Skip to content

NotMainstream/aeon-movie-maker

 
 

Repository files navigation

aeon-movie-maker

☕ Tips

Fast cinematic video generation built around LTX 2.3 22B (distilled fp8). Three subcommands: render a single clip, render a full screenplay (sequential clips with last-frame carry-forward for character/scene continuity), or stitch dialogue + music + SFX into a finished film with sidechain ducking. ~10–15× faster than WAN-based pipelines while delivering comparable cinematic quality.

Part of the AEON Media Production family.

⚡️ AI agents using this tool: read AGENTS.md first. It's a complete copy-pasteable runbook with a glossary, decision tree, literal recipes, and a troubleshooting table. You should not need to consult any other file.

What this gives you

  • Three subcommandsclip (single shot), screenplay (multi-shot film), stitch (audio mux with sidechain ducking)
  • Two screenplay flows — per-scene I2V (silent video, audio added at stitch time) OR Prompt Relay (--use-relay, joint A/V with model-generated dialogue + lipsync)
  • LTX 2.3 22B fp8 — Lightricks' video pipeline. Three sub-modes: fast (distilled FP8), quality (non-distilled FP8 + 0.5 distill LoRA), abstract (drops physics LoRAs for non-realistic content)
  • Last-frame carry-forward — between sequential clips OR Prompt Relay sequences, the final frame becomes the seed image for the next, preserving character appearance + lighting + composition
  • Per-character seed offsets — stable hash so the same character appears consistent across an entire screenplay
  • Per-scene LoRA routing — automatic style-tag → LoRA selection (cinematic, anime, pixar, etc.)
  • T2V / I2V — text-to-video or image-to-video
  • Joint A/V with dialogue + lipsync (Prompt Relay flow only) — model generates audio matching mouth motion in the same forward pass
  • Sidechain-ducked mix at stitch time — music drops ~12 dB under speech, then loudnorm I=-16:TP=-1.5:LRA=11

Glossary

The terms below are used precisely throughout this codebase. If you're unsure what something means, this is the canonical definition.

Term What it means
ComfyUI The model-serving program that actually generates the pixels. This tool sends it workflow instructions over HTTP. Default URL http://127.0.0.1:8188.

_Data supplied_.

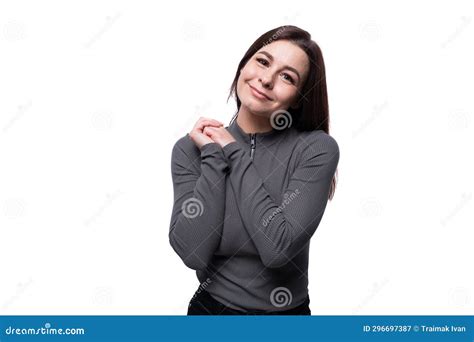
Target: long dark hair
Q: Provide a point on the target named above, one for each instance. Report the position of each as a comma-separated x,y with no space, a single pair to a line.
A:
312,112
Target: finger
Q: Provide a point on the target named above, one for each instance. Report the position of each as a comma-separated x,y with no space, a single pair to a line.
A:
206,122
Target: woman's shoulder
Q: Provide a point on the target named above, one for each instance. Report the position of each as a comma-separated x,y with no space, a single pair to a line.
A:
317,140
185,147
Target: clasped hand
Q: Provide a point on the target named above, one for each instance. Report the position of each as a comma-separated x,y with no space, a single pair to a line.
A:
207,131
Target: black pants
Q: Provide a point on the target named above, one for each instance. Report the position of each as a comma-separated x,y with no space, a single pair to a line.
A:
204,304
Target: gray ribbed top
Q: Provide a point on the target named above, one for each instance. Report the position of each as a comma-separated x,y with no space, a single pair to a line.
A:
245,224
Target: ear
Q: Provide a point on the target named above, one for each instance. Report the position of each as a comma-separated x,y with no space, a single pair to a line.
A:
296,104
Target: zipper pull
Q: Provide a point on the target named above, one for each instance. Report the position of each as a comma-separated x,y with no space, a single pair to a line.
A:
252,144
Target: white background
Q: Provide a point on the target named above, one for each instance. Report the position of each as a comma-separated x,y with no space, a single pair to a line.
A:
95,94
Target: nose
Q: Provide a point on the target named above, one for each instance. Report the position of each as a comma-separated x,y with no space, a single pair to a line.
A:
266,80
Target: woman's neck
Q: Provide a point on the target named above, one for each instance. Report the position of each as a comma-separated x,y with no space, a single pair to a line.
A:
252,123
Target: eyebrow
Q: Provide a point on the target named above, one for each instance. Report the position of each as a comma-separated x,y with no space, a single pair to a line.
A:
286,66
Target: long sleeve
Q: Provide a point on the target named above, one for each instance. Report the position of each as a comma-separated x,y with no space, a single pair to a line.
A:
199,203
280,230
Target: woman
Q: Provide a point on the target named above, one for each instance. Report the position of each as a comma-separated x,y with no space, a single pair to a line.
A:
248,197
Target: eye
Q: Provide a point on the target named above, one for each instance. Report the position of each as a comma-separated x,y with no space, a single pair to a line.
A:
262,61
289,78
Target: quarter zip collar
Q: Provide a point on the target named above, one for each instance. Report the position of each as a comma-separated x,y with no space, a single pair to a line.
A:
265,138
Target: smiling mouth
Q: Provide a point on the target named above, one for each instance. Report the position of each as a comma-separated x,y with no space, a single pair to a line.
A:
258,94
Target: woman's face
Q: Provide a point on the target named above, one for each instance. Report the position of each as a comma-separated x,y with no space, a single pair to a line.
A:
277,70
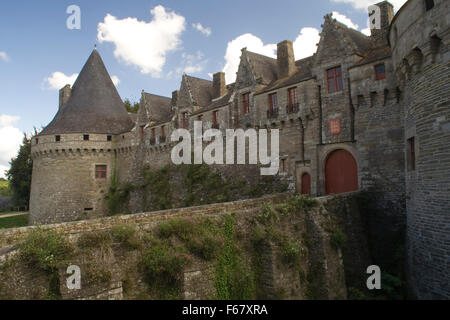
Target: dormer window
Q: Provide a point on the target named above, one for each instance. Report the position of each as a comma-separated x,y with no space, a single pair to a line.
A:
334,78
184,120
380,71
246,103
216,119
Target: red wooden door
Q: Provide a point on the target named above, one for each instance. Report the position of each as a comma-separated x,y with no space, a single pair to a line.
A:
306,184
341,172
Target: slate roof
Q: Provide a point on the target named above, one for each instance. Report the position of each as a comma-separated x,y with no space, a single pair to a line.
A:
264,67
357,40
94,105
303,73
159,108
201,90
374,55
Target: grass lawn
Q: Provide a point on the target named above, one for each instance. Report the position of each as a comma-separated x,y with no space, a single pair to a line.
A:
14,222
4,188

_Exercise task_. In the aeon-movie-maker text, how far does the music drop under speech in the sidechain-ducked mix at stitch time? Work from the aeon-movie-maker text alone.

_Written answer_. About 12 dB.